**WORK ORDER:** Where does the word "hand" show up in the records? Copy every line that has it.

= = = = = = =

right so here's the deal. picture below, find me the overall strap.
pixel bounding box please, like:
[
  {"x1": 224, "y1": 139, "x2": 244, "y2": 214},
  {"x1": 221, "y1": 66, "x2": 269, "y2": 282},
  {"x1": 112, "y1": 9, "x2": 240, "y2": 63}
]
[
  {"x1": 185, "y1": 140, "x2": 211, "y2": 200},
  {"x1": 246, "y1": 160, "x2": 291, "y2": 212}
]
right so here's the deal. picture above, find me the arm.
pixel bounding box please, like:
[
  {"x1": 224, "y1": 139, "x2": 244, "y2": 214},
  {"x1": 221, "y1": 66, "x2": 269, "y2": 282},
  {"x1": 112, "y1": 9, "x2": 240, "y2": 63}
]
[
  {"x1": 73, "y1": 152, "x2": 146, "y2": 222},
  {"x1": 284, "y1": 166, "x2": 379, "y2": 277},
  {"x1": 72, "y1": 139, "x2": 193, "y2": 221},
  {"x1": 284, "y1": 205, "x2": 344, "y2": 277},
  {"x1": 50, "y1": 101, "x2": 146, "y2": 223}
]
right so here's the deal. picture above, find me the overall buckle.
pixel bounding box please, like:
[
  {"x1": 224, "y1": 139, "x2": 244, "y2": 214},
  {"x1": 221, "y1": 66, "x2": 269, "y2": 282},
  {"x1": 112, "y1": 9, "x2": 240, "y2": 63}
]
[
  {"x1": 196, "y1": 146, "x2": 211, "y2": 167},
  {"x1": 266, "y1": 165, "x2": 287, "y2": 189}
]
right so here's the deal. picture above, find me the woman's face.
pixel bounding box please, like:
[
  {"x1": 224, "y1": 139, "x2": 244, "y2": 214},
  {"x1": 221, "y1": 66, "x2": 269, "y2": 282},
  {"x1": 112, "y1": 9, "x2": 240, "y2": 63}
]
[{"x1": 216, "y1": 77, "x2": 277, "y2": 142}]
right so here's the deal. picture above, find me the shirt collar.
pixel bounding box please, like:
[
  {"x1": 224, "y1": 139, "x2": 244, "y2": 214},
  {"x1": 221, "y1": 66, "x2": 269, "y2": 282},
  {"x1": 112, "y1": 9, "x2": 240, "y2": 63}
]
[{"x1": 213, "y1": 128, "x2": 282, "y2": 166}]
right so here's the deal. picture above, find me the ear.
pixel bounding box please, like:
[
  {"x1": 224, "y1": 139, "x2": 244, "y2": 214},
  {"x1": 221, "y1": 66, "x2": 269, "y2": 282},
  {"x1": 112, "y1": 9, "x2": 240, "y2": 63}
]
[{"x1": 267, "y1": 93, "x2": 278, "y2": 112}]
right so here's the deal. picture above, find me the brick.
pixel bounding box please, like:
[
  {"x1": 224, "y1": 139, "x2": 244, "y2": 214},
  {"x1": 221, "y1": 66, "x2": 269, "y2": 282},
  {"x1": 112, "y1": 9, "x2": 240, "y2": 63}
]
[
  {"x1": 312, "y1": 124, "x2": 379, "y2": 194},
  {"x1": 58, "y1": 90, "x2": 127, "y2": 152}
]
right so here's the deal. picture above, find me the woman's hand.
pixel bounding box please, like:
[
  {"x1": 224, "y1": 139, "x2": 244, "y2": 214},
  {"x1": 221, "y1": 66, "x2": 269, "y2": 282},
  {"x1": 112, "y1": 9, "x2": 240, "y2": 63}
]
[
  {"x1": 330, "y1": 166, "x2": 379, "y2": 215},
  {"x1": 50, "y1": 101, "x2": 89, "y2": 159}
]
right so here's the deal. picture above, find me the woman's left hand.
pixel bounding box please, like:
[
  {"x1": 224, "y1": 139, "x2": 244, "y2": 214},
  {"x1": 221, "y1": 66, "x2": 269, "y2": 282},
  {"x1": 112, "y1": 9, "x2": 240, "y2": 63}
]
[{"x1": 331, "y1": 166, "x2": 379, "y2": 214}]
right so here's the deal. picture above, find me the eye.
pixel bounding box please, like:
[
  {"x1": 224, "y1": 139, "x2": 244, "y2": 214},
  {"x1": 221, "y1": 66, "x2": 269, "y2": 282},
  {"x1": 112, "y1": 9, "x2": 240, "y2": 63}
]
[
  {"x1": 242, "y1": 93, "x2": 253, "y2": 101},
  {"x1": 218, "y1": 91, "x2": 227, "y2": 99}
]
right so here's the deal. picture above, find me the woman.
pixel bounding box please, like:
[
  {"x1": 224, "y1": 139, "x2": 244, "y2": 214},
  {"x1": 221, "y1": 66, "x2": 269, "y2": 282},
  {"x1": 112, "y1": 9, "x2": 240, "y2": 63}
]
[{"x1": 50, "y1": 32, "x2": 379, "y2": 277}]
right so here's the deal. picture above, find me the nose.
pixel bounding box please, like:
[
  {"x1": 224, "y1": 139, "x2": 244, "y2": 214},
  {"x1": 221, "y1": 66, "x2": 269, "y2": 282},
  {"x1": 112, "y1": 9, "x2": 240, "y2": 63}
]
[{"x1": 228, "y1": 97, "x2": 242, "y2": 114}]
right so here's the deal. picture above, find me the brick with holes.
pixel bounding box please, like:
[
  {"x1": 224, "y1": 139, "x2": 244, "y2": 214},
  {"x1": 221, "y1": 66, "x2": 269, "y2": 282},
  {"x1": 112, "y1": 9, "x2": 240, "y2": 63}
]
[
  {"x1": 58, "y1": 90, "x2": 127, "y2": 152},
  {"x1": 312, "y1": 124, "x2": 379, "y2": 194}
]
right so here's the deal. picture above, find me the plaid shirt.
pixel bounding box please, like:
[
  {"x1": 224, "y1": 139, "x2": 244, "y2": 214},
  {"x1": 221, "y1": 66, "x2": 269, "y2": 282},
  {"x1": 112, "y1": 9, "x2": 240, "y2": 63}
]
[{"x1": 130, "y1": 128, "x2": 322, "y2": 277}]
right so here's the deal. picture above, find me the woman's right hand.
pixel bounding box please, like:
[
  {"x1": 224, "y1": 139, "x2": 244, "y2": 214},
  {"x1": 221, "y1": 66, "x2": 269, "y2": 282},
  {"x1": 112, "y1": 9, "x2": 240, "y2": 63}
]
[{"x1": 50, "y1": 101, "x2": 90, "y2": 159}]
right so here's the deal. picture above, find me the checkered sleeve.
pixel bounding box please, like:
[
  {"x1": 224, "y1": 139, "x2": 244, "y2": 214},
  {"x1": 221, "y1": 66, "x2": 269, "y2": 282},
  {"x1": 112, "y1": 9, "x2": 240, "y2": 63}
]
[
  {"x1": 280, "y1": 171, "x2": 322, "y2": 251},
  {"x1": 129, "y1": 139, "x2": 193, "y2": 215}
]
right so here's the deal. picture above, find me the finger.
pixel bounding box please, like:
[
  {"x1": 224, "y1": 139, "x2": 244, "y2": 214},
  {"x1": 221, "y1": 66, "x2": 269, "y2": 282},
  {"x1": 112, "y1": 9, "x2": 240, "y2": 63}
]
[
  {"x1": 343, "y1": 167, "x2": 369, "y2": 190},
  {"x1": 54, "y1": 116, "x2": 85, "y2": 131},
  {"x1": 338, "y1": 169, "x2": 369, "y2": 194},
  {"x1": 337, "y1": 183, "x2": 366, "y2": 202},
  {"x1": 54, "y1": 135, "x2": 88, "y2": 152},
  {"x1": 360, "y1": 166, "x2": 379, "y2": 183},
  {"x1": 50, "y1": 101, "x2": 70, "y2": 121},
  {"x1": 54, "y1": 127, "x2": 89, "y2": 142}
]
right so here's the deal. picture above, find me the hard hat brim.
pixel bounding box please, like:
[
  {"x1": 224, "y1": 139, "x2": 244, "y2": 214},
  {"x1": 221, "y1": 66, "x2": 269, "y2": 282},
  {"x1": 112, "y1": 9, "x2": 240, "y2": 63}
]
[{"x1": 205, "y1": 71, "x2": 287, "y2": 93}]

= = = = = = =

**YOUR RESPONSE:**
right so here's the deal. picture above, find me the woman's hand.
right so here's the deal. picture above, find me the woman's left hand.
right so here's the deal. picture above, find me the woman's right hand.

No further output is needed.